_GIVEN PASSAGE_.

It's perhaps useful to note that Coase is certainly not claiming that real-world markets are perfect, and that private negotiations will resolve any issues. His prescriptions often involve the active intervention of government: for example, in setting the rules over whether railroads or farmers are responsible for dealing with sparks, or setting up auctions for spectrum rights, or giving lighthouse builders a right to charge tolls. Coase is arguing against "blackboard economics," as he later called it, where market problems and government solutions are sketched out in a classroom like a solved problem. Instead, Coase favored of a comparative institutional economics, where the specific details of situations take on a central role and thus it becomes important to think about details of information and incentives is possessed by the actual parties involved.
Coase did not refer to his result as a theorem: instead, this label was bestowed by George Stigler a few years later. Medema writes: "[T]he Coase theorem is neither prediction nor testable hypothesis nor descriptor nor policy prescription. It is, and can be nothing more than, a benchmark—a generator of predictive, testable, descriptive, and policy insights."
Medema describes in detail the unfolding of the Coase result over time, as the issues of potential problems, involved parties, information, and incentives have been explored in many contexts--including contexts outside of economics. Here, I'll close with Medema's overall summary of this process.
The Coase theorem is, by any number of measures, one of the most curious results in the history of economic ideas. Its development has been shrouded in misremembrances, political controversies, and all manner of personal and communal confusions and serves as an exemplar of the messy process by which new ideas become scientific knowledge. There is no unique statement of the Coase theorem; there are literally dozens of different statements of it, many of which are inconsistent with others and appear to mark significant departures from what Coase had argued in 1960. ...
The theorem has never been given a generally accepted formal proof; yet it has been the subject of scores of attempts to “disprove” it in a stream of analysis and debate that continues to this day. It has been labeled a “tautology” and the “Say’s law of welfare economics” (Calabresi 1968, pp. 68, 73), an “illuminating falsehood” (Cooter 1982, p. 28), and even a “religious precept” (Posin 1993, p. 810). Halpin (2007, p. 339) calls the theorem “theoretically degenerate … and ideologically charged.” Usher (1998, p. 3) bundles these various charges together, claiming that the theorem is ”tautological, incoherent, or wrong,” with the specific verdict resting upon to which version of the theorem one subscribes. ...
The nature of the theorem’s underlying assumptions is often said to make its domain of direct applicability nil; yet, it has been invoked, criticized, and applied to legal-economic policy issues in thousands of journal articles and books in economics and law ... as well as in journals spanning fields from philosophy (Hale 2008) to literature (Minda 2001) to biology (Frech 1973a). Indeed, the Coase theorem may be the only economic concept the use of which is more extensive outside of economics than within it.

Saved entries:
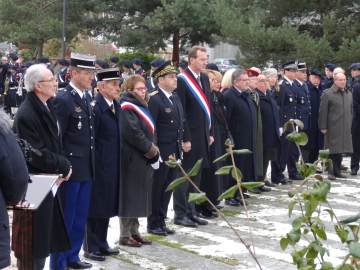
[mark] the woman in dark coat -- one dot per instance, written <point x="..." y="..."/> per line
<point x="137" y="154"/>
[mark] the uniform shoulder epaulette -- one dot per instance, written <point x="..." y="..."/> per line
<point x="153" y="93"/>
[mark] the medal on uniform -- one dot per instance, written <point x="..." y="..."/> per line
<point x="79" y="124"/>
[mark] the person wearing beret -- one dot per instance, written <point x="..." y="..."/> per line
<point x="106" y="111"/>
<point x="166" y="111"/>
<point x="154" y="64"/>
<point x="136" y="62"/>
<point x="287" y="109"/>
<point x="77" y="121"/>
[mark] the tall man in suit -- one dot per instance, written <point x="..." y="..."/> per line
<point x="77" y="121"/>
<point x="107" y="170"/>
<point x="194" y="92"/>
<point x="167" y="113"/>
<point x="287" y="107"/>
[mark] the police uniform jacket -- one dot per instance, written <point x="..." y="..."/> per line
<point x="78" y="134"/>
<point x="13" y="183"/>
<point x="335" y="115"/>
<point x="287" y="106"/>
<point x="39" y="127"/>
<point x="241" y="119"/>
<point x="107" y="160"/>
<point x="303" y="107"/>
<point x="196" y="126"/>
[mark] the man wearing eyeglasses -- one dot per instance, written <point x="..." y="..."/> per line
<point x="37" y="123"/>
<point x="77" y="121"/>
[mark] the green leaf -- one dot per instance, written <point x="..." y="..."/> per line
<point x="224" y="170"/>
<point x="354" y="249"/>
<point x="228" y="193"/>
<point x="284" y="243"/>
<point x="222" y="158"/>
<point x="195" y="170"/>
<point x="350" y="219"/>
<point x="299" y="123"/>
<point x="197" y="197"/>
<point x="321" y="233"/>
<point x="242" y="152"/>
<point x="341" y="233"/>
<point x="236" y="174"/>
<point x="291" y="207"/>
<point x="251" y="185"/>
<point x="324" y="154"/>
<point x="176" y="183"/>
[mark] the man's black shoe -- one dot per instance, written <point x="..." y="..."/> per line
<point x="95" y="256"/>
<point x="80" y="265"/>
<point x="185" y="221"/>
<point x="295" y="177"/>
<point x="157" y="231"/>
<point x="167" y="230"/>
<point x="199" y="221"/>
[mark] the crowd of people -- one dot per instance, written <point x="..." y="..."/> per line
<point x="110" y="154"/>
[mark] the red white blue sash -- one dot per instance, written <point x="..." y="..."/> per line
<point x="141" y="112"/>
<point x="198" y="94"/>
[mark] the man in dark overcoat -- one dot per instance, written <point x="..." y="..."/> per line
<point x="168" y="115"/>
<point x="37" y="123"/>
<point x="287" y="107"/>
<point x="310" y="151"/>
<point x="194" y="92"/>
<point x="77" y="121"/>
<point x="106" y="112"/>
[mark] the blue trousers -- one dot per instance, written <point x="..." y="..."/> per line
<point x="75" y="199"/>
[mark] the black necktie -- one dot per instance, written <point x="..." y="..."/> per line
<point x="174" y="103"/>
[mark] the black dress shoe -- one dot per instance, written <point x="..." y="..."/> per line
<point x="95" y="256"/>
<point x="157" y="231"/>
<point x="232" y="202"/>
<point x="295" y="177"/>
<point x="199" y="221"/>
<point x="167" y="230"/>
<point x="264" y="189"/>
<point x="80" y="265"/>
<point x="109" y="251"/>
<point x="185" y="221"/>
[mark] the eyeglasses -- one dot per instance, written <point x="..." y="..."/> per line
<point x="141" y="88"/>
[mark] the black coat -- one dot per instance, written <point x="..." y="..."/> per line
<point x="14" y="178"/>
<point x="38" y="126"/>
<point x="270" y="121"/>
<point x="316" y="138"/>
<point x="241" y="118"/>
<point x="135" y="184"/>
<point x="107" y="160"/>
<point x="196" y="123"/>
<point x="78" y="133"/>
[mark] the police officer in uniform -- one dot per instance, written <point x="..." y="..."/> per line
<point x="167" y="112"/>
<point x="106" y="113"/>
<point x="73" y="107"/>
<point x="303" y="113"/>
<point x="287" y="107"/>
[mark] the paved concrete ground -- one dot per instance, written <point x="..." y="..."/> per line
<point x="215" y="246"/>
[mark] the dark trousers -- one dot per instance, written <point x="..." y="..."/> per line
<point x="95" y="238"/>
<point x="278" y="165"/>
<point x="182" y="207"/>
<point x="160" y="199"/>
<point x="336" y="159"/>
<point x="355" y="159"/>
<point x="75" y="198"/>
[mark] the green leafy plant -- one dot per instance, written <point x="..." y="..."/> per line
<point x="201" y="196"/>
<point x="311" y="197"/>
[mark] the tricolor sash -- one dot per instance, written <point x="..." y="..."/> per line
<point x="141" y="112"/>
<point x="198" y="94"/>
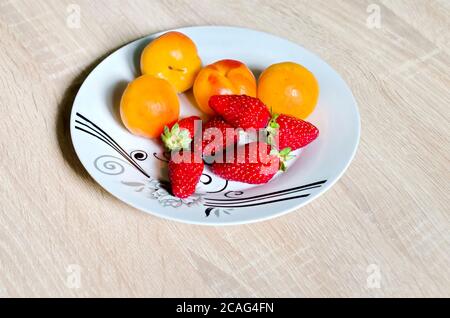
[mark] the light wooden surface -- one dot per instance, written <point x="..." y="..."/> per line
<point x="386" y="220"/>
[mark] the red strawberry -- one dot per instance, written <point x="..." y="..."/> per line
<point x="185" y="170"/>
<point x="254" y="163"/>
<point x="241" y="110"/>
<point x="290" y="132"/>
<point x="180" y="135"/>
<point x="211" y="131"/>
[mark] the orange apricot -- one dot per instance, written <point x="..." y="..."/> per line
<point x="224" y="77"/>
<point x="147" y="105"/>
<point x="173" y="56"/>
<point x="288" y="88"/>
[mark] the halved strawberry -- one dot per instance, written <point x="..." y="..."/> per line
<point x="241" y="111"/>
<point x="185" y="171"/>
<point x="215" y="128"/>
<point x="287" y="131"/>
<point x="254" y="163"/>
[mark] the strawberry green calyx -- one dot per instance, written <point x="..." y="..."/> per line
<point x="284" y="155"/>
<point x="272" y="130"/>
<point x="176" y="138"/>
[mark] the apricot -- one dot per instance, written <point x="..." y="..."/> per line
<point x="224" y="77"/>
<point x="147" y="105"/>
<point x="173" y="57"/>
<point x="288" y="88"/>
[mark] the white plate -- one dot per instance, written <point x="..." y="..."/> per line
<point x="127" y="165"/>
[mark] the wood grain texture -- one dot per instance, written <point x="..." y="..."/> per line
<point x="391" y="208"/>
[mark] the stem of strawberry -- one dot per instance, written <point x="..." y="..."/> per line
<point x="272" y="130"/>
<point x="284" y="155"/>
<point x="176" y="138"/>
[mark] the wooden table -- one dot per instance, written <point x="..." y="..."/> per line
<point x="382" y="230"/>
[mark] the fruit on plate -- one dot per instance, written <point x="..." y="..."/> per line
<point x="173" y="57"/>
<point x="181" y="134"/>
<point x="185" y="170"/>
<point x="214" y="129"/>
<point x="224" y="77"/>
<point x="241" y="111"/>
<point x="288" y="88"/>
<point x="147" y="105"/>
<point x="254" y="163"/>
<point x="287" y="131"/>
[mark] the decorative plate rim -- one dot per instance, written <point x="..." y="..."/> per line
<point x="326" y="186"/>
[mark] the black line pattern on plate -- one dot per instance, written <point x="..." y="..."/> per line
<point x="92" y="129"/>
<point x="221" y="205"/>
<point x="231" y="199"/>
<point x="317" y="184"/>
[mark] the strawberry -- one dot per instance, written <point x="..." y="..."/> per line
<point x="211" y="131"/>
<point x="286" y="131"/>
<point x="180" y="135"/>
<point x="185" y="171"/>
<point x="254" y="163"/>
<point x="241" y="110"/>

_QUESTIONS TO ANSWER_.
- A) Retype the Coase theorem passage starting with "The theorem has" and going on through "one subscribes. ...".
- B) Summarize the Coase theorem passage in two sentences.

_TASK ANSWERS_.
- A)
The theorem has never been given a generally accepted formal proof; yet it has been the subject of scores of attempts to “disprove” it in a stream of analysis and debate that continues to this day. It has been labeled a “tautology” and the “Say’s law of welfare economics” (Calabresi 1968, pp. 68, 73), an “illuminating falsehood” (Cooter 1982, p. 28), and even a “religious precept” (Posin 1993, p. 810). Halpin (2007, p. 339) calls the theorem “theoretically degenerate … and ideologically charged.” Usher (1998, p. 3) bundles these various charges together, claiming that the theorem is ”tautological, incoherent, or wrong,” with the specific verdict resting upon to which version of the theorem one subscribes. ...

- B) Coase did not claim that real-world markets are perfect, and his prescriptions often involve active government intervention; George Stigler later gave his result the label of theorem, which Medema calls a benchmark rather than a prediction or testable hypothesis. The Coase theorem has no unique statement and no generally accepted formal proof, yet it has been invoked in thousands of journal articles and books and may be used more outside economics than within it.